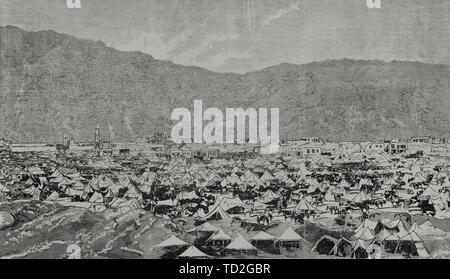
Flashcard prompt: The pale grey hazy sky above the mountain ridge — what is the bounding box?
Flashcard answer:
[0,0,450,72]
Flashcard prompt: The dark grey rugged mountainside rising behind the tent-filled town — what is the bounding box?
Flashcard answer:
[0,26,450,141]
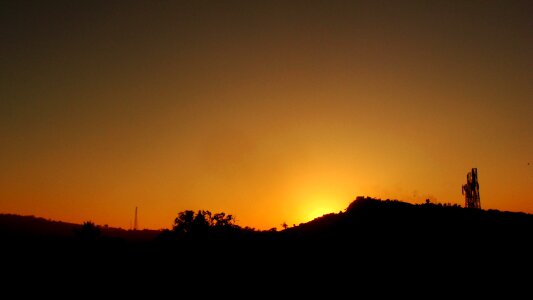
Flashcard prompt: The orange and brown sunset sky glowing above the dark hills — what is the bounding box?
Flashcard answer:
[0,0,533,229]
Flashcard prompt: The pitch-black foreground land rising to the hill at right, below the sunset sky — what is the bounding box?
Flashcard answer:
[1,199,533,292]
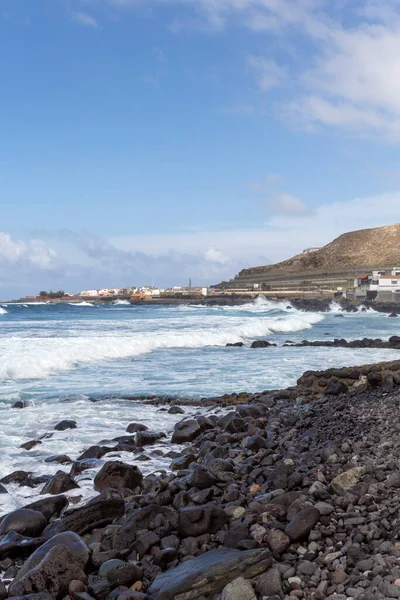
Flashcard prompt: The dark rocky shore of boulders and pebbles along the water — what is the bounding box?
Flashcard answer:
[0,361,400,600]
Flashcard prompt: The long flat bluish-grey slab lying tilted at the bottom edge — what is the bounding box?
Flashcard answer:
[148,548,272,600]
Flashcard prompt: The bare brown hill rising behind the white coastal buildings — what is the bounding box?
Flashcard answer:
[239,223,400,276]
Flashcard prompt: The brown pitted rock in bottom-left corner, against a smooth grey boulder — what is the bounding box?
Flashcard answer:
[9,545,86,597]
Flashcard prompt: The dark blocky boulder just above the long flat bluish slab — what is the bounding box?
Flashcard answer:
[179,504,228,537]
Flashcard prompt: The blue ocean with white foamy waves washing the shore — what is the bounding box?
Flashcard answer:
[0,297,399,514]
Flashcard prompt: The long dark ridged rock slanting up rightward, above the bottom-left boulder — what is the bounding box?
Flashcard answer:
[43,494,125,539]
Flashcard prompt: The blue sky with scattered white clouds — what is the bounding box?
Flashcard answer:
[0,0,400,299]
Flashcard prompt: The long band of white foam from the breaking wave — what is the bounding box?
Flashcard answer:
[0,313,324,381]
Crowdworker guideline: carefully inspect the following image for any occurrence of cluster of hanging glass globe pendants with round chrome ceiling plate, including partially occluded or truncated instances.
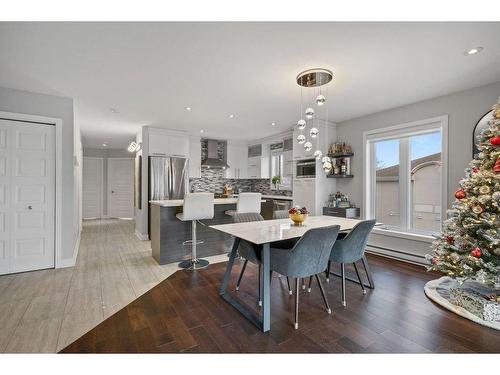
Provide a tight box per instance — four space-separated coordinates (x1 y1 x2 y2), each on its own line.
296 68 333 160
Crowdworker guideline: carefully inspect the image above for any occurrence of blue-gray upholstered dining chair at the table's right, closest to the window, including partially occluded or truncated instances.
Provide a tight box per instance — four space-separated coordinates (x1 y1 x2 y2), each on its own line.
320 220 375 306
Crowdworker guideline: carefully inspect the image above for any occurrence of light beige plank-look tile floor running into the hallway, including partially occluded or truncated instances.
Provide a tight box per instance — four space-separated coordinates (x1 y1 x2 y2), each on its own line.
0 219 227 353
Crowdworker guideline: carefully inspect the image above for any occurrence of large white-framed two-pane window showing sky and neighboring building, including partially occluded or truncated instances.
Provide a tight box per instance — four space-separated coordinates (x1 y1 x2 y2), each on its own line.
364 117 447 235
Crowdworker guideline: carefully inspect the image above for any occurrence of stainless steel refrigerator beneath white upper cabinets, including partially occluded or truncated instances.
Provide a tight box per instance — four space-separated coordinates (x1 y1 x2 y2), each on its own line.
149 156 189 200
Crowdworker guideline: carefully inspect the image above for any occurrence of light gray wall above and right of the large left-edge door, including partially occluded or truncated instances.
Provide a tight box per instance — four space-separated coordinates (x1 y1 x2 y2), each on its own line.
0 87 79 264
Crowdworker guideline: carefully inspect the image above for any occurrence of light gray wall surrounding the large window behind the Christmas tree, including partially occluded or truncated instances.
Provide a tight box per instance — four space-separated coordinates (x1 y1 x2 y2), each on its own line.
337 82 500 261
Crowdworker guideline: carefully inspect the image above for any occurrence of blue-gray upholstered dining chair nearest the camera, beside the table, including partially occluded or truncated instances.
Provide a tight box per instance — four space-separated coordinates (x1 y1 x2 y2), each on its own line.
271 225 340 329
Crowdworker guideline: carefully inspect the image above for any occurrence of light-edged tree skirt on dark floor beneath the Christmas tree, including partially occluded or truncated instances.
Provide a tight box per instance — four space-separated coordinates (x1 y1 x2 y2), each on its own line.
424 276 500 331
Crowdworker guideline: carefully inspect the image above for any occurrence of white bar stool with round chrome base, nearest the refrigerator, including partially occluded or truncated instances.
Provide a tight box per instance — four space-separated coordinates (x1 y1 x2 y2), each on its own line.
175 193 214 270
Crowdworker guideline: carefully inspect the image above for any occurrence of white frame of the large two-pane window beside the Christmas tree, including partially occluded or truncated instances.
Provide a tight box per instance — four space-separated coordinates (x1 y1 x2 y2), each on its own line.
362 115 448 238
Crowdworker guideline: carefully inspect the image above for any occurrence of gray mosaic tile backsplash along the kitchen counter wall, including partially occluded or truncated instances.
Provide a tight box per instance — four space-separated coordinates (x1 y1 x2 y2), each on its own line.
189 168 292 196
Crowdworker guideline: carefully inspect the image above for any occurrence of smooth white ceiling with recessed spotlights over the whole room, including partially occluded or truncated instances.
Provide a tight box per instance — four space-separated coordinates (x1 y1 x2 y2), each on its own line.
0 22 500 148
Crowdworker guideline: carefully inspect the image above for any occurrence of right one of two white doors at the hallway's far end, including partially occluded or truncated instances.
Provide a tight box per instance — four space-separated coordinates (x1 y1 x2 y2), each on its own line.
108 158 134 218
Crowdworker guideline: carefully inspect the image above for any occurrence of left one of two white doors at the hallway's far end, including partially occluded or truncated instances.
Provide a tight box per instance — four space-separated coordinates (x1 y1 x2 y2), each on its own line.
82 157 103 219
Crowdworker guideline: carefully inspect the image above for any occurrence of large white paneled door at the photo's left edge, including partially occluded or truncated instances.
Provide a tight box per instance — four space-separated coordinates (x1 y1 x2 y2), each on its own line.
0 120 55 273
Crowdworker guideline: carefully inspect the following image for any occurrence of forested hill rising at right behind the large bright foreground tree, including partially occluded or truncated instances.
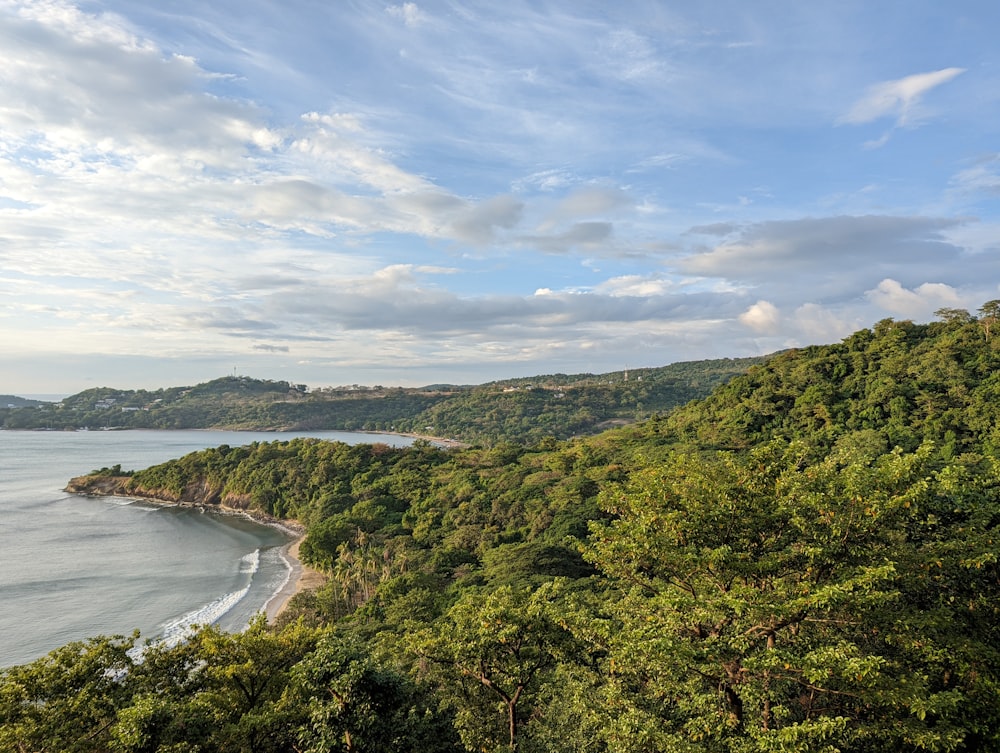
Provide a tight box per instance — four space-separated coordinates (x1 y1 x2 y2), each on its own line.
620 318 1000 458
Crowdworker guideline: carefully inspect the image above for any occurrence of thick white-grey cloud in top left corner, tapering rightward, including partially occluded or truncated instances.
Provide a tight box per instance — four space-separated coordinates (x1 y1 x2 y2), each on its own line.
0 2 280 172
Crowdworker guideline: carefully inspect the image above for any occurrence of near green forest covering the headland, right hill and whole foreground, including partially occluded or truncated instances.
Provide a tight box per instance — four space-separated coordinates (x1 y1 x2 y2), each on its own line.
0 302 1000 753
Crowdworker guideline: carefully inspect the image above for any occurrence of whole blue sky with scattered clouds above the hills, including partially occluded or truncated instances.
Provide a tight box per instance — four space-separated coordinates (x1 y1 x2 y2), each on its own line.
0 0 1000 395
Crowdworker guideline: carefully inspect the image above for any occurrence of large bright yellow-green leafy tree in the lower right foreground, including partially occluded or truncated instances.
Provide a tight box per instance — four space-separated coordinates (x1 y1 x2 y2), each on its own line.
588 434 1000 753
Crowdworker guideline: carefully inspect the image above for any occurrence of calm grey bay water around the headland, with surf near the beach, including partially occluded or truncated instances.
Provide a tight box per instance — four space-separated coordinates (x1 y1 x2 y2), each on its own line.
0 431 411 667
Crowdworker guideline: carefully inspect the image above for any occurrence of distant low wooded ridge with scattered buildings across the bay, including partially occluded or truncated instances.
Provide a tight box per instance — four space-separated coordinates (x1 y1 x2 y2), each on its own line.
0 358 763 444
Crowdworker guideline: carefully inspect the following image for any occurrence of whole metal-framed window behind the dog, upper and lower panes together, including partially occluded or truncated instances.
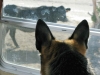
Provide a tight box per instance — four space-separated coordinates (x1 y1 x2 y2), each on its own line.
2 0 100 75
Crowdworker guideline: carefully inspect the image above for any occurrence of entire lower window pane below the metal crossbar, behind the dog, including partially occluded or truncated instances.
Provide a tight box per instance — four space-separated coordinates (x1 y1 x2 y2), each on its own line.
2 21 100 75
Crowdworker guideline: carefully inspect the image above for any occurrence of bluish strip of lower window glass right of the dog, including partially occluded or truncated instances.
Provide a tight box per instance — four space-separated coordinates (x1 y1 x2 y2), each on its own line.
87 33 100 75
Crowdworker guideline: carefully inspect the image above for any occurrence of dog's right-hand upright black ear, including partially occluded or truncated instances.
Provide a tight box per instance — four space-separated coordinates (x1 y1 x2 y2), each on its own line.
69 20 89 48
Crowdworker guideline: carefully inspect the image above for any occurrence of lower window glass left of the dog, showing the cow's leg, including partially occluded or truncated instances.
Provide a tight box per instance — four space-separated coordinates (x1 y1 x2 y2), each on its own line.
3 24 40 69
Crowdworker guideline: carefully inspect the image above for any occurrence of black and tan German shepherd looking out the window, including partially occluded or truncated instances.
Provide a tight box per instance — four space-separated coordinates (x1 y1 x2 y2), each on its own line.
35 19 94 75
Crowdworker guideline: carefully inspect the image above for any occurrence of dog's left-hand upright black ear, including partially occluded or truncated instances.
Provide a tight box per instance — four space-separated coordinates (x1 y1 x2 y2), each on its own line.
35 19 55 52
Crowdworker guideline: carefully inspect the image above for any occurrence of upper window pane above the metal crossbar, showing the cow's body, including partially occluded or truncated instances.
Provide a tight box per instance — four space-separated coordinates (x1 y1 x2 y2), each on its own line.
3 0 95 28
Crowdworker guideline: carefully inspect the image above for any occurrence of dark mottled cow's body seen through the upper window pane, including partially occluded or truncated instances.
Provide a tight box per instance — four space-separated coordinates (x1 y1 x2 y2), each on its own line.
4 5 71 22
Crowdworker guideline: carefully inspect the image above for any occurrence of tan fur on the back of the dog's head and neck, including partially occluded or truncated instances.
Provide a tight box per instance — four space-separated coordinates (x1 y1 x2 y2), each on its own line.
41 39 86 75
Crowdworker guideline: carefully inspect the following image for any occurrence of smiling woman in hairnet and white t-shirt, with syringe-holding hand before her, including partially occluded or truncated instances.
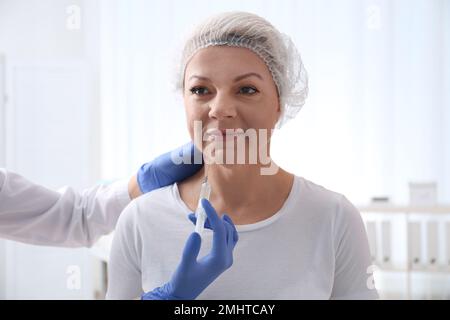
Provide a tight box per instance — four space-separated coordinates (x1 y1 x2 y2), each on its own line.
107 12 377 299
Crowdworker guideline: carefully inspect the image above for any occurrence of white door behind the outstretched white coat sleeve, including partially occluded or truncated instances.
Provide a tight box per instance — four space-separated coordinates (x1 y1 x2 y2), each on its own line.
0 60 97 299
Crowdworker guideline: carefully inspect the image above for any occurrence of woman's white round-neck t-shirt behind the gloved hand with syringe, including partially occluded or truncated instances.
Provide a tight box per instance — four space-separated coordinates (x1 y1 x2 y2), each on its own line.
106 176 378 299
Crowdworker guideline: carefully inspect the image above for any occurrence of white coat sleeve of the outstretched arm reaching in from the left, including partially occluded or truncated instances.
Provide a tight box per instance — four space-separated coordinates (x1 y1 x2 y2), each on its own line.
0 168 130 247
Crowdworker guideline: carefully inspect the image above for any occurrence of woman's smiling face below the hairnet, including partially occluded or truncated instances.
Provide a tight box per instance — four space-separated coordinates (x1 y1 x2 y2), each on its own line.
183 46 280 164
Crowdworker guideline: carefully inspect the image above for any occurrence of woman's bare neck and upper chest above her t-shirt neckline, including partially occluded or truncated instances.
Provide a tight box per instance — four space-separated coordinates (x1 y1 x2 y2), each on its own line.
180 160 293 224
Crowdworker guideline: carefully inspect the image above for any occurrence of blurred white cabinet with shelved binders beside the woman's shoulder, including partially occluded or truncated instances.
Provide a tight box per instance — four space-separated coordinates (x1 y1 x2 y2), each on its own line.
359 206 450 299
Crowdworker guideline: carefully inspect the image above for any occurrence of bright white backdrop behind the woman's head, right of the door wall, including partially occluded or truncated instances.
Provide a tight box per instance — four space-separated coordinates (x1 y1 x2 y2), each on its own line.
102 0 450 205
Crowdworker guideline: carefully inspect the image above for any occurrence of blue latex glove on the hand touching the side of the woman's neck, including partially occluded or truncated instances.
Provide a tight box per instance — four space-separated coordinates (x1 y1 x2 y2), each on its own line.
137 142 203 193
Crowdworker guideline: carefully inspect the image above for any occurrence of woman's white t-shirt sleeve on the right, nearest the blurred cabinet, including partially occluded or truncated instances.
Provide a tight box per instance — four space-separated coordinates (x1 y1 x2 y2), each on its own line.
331 196 379 300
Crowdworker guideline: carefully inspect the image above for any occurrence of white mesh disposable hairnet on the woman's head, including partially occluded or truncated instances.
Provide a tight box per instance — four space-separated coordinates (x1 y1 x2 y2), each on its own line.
177 11 308 128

_TASK OBJECTIVE:_ For this exercise, repeat exactly the lines of the data above from the one with "and neck, including partially occluded or truncated instances." down to the one with "before her, including partially occluded or truncated instances.", both end lines included.

_ANSWER FOR THIS EXERCISE:_
Crowdworker guideline: carefully inspect the image above for any occurrence of tan fur on the back of the dog's head and neck, including partially occluded or truncated instances.
Provide a tight box per instance — four space-separated coordinates (x1 y1 x2 y2), each on its own line.
41 39 86 75
Crowdworker guideline: carefully inspect the following image for any occurrence of smiling woman in hairnet and white t-shirt, with syringe-holding hand before her, including partially occluded or truncated instances.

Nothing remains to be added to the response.